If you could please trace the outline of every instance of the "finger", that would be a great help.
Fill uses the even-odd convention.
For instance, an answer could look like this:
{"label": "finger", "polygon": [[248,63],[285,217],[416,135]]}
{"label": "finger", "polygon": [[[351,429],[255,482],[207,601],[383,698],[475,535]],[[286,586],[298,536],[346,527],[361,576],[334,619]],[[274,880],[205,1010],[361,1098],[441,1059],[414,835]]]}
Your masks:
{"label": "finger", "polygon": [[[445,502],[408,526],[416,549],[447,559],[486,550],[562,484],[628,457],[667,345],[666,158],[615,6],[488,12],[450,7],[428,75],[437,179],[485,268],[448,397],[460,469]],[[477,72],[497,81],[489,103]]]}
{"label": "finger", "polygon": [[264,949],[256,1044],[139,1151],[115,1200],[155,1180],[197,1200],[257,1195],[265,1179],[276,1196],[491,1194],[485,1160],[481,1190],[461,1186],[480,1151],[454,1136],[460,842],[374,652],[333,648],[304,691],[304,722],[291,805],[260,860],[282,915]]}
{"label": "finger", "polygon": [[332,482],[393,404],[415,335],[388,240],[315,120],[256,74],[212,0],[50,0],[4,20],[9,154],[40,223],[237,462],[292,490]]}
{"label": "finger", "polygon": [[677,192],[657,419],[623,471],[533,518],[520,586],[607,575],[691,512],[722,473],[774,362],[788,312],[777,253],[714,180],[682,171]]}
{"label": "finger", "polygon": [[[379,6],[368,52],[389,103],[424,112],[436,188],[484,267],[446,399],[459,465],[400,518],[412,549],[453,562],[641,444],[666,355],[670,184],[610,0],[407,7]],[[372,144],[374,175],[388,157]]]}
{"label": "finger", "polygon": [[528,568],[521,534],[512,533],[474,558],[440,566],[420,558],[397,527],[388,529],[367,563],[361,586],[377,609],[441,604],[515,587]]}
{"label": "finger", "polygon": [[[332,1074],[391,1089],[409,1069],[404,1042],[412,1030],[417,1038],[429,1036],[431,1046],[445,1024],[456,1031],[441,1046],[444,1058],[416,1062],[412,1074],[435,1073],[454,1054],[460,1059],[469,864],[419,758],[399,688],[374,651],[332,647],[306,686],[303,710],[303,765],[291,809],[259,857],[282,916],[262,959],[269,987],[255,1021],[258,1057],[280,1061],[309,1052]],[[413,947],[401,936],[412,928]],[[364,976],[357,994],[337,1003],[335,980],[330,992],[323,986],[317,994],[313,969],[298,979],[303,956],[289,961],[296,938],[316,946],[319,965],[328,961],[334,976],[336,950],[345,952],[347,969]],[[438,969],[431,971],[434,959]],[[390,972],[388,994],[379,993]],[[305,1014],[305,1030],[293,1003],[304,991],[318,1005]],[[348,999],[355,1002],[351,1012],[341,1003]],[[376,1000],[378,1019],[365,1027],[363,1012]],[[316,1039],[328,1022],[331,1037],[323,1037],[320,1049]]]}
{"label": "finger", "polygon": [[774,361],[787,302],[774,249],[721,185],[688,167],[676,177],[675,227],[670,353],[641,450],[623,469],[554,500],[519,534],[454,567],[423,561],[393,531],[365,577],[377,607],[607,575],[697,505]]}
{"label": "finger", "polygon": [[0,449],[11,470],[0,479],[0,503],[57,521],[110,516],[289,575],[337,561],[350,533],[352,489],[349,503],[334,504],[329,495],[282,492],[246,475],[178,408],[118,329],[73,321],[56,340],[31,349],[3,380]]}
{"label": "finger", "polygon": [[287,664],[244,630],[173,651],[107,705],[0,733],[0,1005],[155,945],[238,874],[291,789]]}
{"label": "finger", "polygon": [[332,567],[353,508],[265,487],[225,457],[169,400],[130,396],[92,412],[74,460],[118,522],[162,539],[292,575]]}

- - - - -

What this task involves:
If a line above includes the string "could", pick it out.

Your response:
If you could please trace the outline of every instance of the "finger", that would be a great help.
For instance, an answer could look like this:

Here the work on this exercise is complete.